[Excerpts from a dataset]

╔══

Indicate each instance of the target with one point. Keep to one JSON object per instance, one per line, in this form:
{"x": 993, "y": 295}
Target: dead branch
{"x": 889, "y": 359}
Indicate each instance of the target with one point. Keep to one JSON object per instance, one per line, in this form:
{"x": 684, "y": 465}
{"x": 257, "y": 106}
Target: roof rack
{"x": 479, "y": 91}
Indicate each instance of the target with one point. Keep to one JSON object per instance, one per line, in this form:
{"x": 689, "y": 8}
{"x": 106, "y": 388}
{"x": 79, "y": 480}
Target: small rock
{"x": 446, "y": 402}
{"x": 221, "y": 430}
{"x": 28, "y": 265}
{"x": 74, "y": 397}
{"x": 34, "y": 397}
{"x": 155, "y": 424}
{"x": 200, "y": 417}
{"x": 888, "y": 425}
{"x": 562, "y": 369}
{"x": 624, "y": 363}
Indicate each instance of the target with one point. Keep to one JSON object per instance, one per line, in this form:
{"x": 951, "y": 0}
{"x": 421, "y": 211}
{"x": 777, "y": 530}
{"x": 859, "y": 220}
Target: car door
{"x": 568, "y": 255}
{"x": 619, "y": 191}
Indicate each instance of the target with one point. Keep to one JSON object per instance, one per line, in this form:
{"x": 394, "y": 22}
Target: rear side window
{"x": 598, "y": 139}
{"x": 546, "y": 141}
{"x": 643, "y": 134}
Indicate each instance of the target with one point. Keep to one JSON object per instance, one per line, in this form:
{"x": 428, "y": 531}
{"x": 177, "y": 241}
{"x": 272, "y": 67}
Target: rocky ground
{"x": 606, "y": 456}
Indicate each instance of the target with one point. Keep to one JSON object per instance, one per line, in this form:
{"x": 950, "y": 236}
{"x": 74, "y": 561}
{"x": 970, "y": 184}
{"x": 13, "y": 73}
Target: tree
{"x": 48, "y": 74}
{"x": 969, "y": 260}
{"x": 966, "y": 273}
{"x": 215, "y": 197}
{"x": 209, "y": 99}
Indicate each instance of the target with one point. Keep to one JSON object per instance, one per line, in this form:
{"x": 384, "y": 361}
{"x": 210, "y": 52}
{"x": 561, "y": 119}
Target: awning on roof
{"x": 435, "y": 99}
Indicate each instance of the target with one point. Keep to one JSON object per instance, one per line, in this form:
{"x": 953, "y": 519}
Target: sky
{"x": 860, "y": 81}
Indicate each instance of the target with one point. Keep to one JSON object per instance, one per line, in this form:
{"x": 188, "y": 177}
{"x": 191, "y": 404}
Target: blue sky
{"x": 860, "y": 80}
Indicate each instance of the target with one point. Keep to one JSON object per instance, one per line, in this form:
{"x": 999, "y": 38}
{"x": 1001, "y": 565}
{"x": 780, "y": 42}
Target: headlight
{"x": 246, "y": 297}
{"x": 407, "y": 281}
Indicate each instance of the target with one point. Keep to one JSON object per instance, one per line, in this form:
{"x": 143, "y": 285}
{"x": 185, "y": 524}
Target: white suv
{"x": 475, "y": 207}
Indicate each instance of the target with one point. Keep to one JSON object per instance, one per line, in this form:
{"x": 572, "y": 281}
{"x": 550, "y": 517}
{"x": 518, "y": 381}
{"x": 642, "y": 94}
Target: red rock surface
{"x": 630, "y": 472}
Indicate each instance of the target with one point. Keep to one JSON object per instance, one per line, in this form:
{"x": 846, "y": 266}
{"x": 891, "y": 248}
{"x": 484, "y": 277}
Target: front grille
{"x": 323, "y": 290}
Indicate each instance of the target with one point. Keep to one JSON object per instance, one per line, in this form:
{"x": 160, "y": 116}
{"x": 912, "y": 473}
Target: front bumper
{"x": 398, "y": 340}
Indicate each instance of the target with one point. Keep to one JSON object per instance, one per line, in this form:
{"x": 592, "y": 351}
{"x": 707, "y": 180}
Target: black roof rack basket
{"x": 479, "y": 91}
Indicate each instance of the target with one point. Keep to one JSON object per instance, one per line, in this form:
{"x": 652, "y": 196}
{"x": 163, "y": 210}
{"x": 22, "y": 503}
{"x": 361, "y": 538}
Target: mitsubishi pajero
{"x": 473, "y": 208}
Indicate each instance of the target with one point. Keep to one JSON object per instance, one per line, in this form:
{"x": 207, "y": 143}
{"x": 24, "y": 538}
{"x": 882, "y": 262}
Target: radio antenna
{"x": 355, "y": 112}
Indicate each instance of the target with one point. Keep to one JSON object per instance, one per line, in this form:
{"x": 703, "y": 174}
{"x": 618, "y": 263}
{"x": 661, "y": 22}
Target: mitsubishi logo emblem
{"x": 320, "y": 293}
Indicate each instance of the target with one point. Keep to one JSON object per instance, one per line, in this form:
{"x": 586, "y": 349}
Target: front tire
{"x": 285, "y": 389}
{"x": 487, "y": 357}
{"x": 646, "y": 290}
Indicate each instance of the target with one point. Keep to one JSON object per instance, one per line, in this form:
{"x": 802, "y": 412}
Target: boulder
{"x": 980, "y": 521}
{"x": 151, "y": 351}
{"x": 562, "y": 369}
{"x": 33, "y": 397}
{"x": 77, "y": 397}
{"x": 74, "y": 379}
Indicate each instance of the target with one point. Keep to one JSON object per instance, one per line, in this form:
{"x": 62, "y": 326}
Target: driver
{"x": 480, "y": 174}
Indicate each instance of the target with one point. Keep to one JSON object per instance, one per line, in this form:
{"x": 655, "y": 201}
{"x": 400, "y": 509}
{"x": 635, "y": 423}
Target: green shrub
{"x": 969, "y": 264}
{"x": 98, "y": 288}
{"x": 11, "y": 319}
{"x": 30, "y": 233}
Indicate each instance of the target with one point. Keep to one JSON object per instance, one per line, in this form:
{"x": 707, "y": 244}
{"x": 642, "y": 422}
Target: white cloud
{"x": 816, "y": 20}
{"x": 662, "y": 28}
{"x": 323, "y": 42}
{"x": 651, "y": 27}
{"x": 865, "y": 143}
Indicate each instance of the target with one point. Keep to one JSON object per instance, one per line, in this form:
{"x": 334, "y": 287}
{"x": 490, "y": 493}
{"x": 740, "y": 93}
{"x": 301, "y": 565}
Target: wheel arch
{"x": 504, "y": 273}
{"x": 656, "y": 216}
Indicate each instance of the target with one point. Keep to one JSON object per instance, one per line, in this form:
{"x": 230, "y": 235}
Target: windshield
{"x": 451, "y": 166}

╚══

Directions for this task
Give each line of the records above again, unchanged.

Answer space
Indicate each instance of the target with one point. Keep to one JSON object per instance, one per line, in this form:
{"x": 993, "y": 295}
Target: dead branch
{"x": 889, "y": 359}
Indicate each instance of the target with one point. Keep to one JSON object per instance, one per line, in this form:
{"x": 684, "y": 465}
{"x": 257, "y": 106}
Target: roof rack
{"x": 479, "y": 91}
Indicate each instance of the target with one point. Keep to one JSON object per instance, one per line, in this form:
{"x": 689, "y": 8}
{"x": 106, "y": 388}
{"x": 79, "y": 480}
Target: small rock
{"x": 446, "y": 402}
{"x": 221, "y": 430}
{"x": 28, "y": 265}
{"x": 74, "y": 397}
{"x": 34, "y": 397}
{"x": 155, "y": 424}
{"x": 200, "y": 417}
{"x": 888, "y": 425}
{"x": 562, "y": 369}
{"x": 624, "y": 363}
Indicate each instance of the target with one point. Keep to one JSON object per instance, one per line, in this form:
{"x": 951, "y": 0}
{"x": 421, "y": 211}
{"x": 777, "y": 530}
{"x": 859, "y": 220}
Target: car door
{"x": 568, "y": 255}
{"x": 619, "y": 191}
Indicate each instance of the target with one point. Keep to one JSON object per instance, one per line, in this form:
{"x": 394, "y": 22}
Target: rear side window
{"x": 598, "y": 139}
{"x": 546, "y": 141}
{"x": 643, "y": 134}
Indicate each instance of the target with one point. Keep to one JSON object per instance, one per line, in this form:
{"x": 428, "y": 531}
{"x": 177, "y": 241}
{"x": 272, "y": 67}
Target: rocky ground
{"x": 606, "y": 456}
Indicate each instance of the target with one point. Keep to one JSON object per instance, one per line, in this form:
{"x": 950, "y": 236}
{"x": 74, "y": 561}
{"x": 970, "y": 184}
{"x": 13, "y": 73}
Target: tree
{"x": 48, "y": 74}
{"x": 969, "y": 260}
{"x": 966, "y": 273}
{"x": 215, "y": 197}
{"x": 209, "y": 99}
Indicate each instance of the target with one point. Keep to one JSON object per instance, one per line, in this form:
{"x": 384, "y": 361}
{"x": 210, "y": 52}
{"x": 561, "y": 119}
Target: awning on roof
{"x": 435, "y": 99}
Indicate each instance of the target with one point. Keep to one JSON object per instance, one per line, in this form:
{"x": 953, "y": 519}
Target: sky
{"x": 860, "y": 81}
Indicate each instance of the target with one point. Keep to one JSON object per instance, one per line, in this form:
{"x": 188, "y": 177}
{"x": 191, "y": 404}
Target: blue sky
{"x": 860, "y": 80}
Indicate each instance of the target with one point. Keep to one JSON object per instance, one per line, in this form:
{"x": 999, "y": 38}
{"x": 1001, "y": 565}
{"x": 780, "y": 42}
Target: headlight
{"x": 246, "y": 297}
{"x": 407, "y": 281}
Indicate each instance of the target with one point. Keep to one JSON object per instance, one per line, in this form:
{"x": 143, "y": 285}
{"x": 185, "y": 524}
Target: white suv
{"x": 475, "y": 207}
Indicate each instance of the target with one point. Keep to one JSON object per instance, one per line, in this form:
{"x": 572, "y": 281}
{"x": 550, "y": 517}
{"x": 518, "y": 381}
{"x": 642, "y": 94}
Target: red rock surface
{"x": 630, "y": 472}
Indicate each instance of the target with one point. Keep to one JSON object per instance, one per line, in this form:
{"x": 846, "y": 266}
{"x": 891, "y": 248}
{"x": 484, "y": 277}
Target: front grille
{"x": 323, "y": 290}
Indicate each instance of the target with one point. Keep to one JSON object per instance, one per line, in this form:
{"x": 160, "y": 116}
{"x": 912, "y": 473}
Target: front bumper
{"x": 398, "y": 340}
Indicate each instance of the target with one point. Keep to one JSON object per instance, one per line, in this form:
{"x": 592, "y": 351}
{"x": 707, "y": 180}
Target: black roof rack basket
{"x": 479, "y": 91}
Indicate each instance of the target with one point. Keep to one JSON object per instance, one per line, in this form:
{"x": 652, "y": 196}
{"x": 163, "y": 210}
{"x": 22, "y": 503}
{"x": 361, "y": 538}
Target: mitsubishi pajero
{"x": 473, "y": 208}
Indicate each instance of the target with one point. Keep to one JSON object per instance, one per line, in this form:
{"x": 207, "y": 143}
{"x": 24, "y": 538}
{"x": 882, "y": 262}
Target: radio antenna
{"x": 355, "y": 112}
Indicate each instance of the target with one point. Keep to one JSON object per instance, one per line, in this form:
{"x": 703, "y": 174}
{"x": 618, "y": 263}
{"x": 661, "y": 22}
Target: mitsubishi logo emblem
{"x": 320, "y": 293}
Indicate each instance of the target with one point. Keep to one JSON object per instance, one per line, in this form:
{"x": 586, "y": 349}
Target: front tire
{"x": 285, "y": 389}
{"x": 487, "y": 357}
{"x": 646, "y": 290}
Indicate each instance of the target with one point. Keep to one JSON object per instance, one per line, in this form:
{"x": 802, "y": 412}
Target: boulder
{"x": 980, "y": 521}
{"x": 151, "y": 351}
{"x": 562, "y": 369}
{"x": 33, "y": 397}
{"x": 77, "y": 397}
{"x": 74, "y": 379}
Indicate each instance of the target with one point. Keep to one JSON object per instance, one per line, in this form:
{"x": 62, "y": 326}
Target: driver
{"x": 480, "y": 174}
Indicate each instance of the target with one point. Keep to one JSON object per instance, one per line, in this form:
{"x": 655, "y": 201}
{"x": 400, "y": 509}
{"x": 635, "y": 423}
Target: green shrub
{"x": 969, "y": 264}
{"x": 98, "y": 288}
{"x": 11, "y": 319}
{"x": 30, "y": 233}
Indicate each instance of the target with one point. Keep to one JSON object per instance, one per line, in this form:
{"x": 707, "y": 244}
{"x": 642, "y": 422}
Target: white cloud
{"x": 816, "y": 20}
{"x": 662, "y": 28}
{"x": 323, "y": 42}
{"x": 651, "y": 27}
{"x": 865, "y": 143}
Indicate each instance of the target with one point. Keep to one JSON object per instance, one per line, in this form:
{"x": 334, "y": 287}
{"x": 490, "y": 493}
{"x": 740, "y": 93}
{"x": 301, "y": 565}
Target: wheel arch
{"x": 504, "y": 273}
{"x": 656, "y": 216}
Indicate each instance of the target with one point. Keep to one JSON object per instance, one per line, in this form:
{"x": 230, "y": 235}
Target: windshield
{"x": 451, "y": 166}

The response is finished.